_Source document_
**********
# Making my own muzzle loading bullets for 50cal / sabots



## borderghost

I am having a 3 cavity mould made up for muzzle loader bullets , going to shoot these from my 50 cal / sabots - bullets is .451 / .835 long / 325 grns
FB / RN - smooth body / also having a jig made to make hollow points after i cast the bullets , they say tin in the lead will help pour nice sharp edges , want the bullets to be soft / medium in hardness , I have all the equipment , just never made any lead bullets yet , anyone have any infor bout what mixture or where to find infor that may be handy.
thx 
[email protected]


----------



## barebackjack

Check here.

http://www.midwayusa.com/browse/BrowseP ... ing=685***

Youll want something like this. You can mix your own, but unless your working with set amounts of each and know the purity of your lead (alot of lead isnt "pure" lead, it already has other metals in it that make it harder) it can be tough to get the "mix" right.

If you are new to casting, youd be better off going with a pre-mixed alloy.

And if you get real serious, I recommend a hardness testing kit.


----------



## alleyyooper

Go talk to these guys. There is a world of casting information there.

http://castboolits.gunloads.com

 Al


----------



## Plainsman

borderghost, I wouldn't spend the money on custom bullet moulds. Sabots come in sizes for 44 bullets and 45 bullets so you have a wide range of choices. You can use up to 300 gr in 44 bullets, up to 230 gr in 451 which is 45ACP, and up to 350 gr in 452 which fits 45 Colt and 454 Casull. These moulds will then do double duty for you if you ever buy one of these calibers, or already have one.

You should be able to buy wheel weights from a tire store for under $0.25 per pound. These are 95% lead, 4% antimony, and one percent other metals. I have been mixing 5% tin for what Lyman calls a number 2 alloy. It doesn't lead much until your pushing 2000 fps, but in a sabot your not worried anyway. Tin doesn't harden lead a lot, but 1% will help in the moulding process.

Save your money on the custom job and drop another $55 on a casting thermometer. Add 1% tin to wheel weights, bring your temperature to between 725 and 750 degrees and cast away. Oh, the Lee casting furnaces are cheap. Get a 10 lb bottom pour and your all set. Make sure you have adequate ventilation. Use a little bees wax and drop on the melted lead. Watch the smoke for direction it's moving so you can make sure it's not towards you. Don't sneeze into the melted lead. One tiny drop and it will explode into a ten foot circle and burn the heck out of you.


----------



## barebackjack

Plainsman said:


> You should be able to buy wheel weights from a tire store for under $0.25 per pound. These are 95% lead, 4% antimony, and one percent other metals.


Not to pick, but I have a hardness tester, and there is no way to know precisely how "pure" wheel weights are. Every batch I work with comes out different.
**********
_Direction 1_
Pull out every line of the listing that contains the string "ball".
**********
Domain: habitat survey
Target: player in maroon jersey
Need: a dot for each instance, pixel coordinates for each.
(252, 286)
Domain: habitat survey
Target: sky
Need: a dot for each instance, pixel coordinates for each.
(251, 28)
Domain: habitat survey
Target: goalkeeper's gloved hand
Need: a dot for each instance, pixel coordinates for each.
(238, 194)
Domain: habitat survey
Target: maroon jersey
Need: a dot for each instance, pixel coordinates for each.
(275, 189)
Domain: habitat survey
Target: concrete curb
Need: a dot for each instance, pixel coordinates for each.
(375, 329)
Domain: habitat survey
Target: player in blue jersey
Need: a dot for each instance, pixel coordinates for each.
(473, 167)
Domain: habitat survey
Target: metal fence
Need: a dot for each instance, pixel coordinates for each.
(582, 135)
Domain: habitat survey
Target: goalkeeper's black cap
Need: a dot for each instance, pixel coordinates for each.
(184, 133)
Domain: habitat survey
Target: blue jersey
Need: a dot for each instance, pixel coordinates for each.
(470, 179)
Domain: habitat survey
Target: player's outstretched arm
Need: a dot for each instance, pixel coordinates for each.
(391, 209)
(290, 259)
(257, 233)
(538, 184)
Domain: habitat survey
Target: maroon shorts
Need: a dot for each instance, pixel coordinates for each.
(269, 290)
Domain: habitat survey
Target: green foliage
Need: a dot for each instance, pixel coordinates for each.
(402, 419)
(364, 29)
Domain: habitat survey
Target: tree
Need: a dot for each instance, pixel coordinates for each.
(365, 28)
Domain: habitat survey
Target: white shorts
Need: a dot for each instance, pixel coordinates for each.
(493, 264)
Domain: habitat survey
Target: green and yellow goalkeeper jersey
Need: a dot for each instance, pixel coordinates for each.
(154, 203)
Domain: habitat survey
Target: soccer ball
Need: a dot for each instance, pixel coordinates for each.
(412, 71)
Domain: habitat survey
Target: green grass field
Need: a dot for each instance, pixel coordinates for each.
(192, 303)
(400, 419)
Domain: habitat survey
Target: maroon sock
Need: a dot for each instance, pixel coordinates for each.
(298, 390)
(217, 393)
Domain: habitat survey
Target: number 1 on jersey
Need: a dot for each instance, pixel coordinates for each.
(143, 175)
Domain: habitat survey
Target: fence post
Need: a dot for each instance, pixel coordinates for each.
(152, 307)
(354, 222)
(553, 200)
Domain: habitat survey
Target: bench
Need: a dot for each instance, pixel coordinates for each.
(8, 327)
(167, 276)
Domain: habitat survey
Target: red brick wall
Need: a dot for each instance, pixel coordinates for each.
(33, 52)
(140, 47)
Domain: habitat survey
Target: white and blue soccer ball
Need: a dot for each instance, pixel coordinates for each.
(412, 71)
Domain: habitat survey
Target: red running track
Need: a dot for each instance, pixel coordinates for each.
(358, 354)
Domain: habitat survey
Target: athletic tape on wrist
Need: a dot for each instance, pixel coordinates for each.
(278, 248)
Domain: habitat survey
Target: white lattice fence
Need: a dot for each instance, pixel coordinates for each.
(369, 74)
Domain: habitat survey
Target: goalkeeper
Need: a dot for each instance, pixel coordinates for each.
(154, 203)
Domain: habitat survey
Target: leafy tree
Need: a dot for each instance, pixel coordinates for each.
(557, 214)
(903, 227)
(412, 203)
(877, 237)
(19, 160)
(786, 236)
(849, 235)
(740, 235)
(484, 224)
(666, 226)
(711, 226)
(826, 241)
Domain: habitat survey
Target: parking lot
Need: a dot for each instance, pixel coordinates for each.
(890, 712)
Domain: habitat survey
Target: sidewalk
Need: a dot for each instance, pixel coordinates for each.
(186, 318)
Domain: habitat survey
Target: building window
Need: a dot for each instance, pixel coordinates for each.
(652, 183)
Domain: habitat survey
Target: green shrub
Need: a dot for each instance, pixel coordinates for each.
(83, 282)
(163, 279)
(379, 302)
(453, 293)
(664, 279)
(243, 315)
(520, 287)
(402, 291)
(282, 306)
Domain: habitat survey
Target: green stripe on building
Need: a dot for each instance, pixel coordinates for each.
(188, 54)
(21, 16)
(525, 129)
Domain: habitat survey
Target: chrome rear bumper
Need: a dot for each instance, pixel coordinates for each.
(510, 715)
**********
_Direction 2_
According to the bullet-casting thread, why does Plainsman advise borderghost against paying for a custom mould? Answer in one to three sentences.

_Final result 1_
Target: soccer ball
Target: white and blue soccer ball

_Final result 2_
Sabots come in sizes for both 44 and 45 bullets, so there is already a wide range of standard bullet choices. Standard moulds in those sizes would also do double duty for any 44, 45 ACP, 45 Colt or 454 Casull firearm borderghost already has or buys later.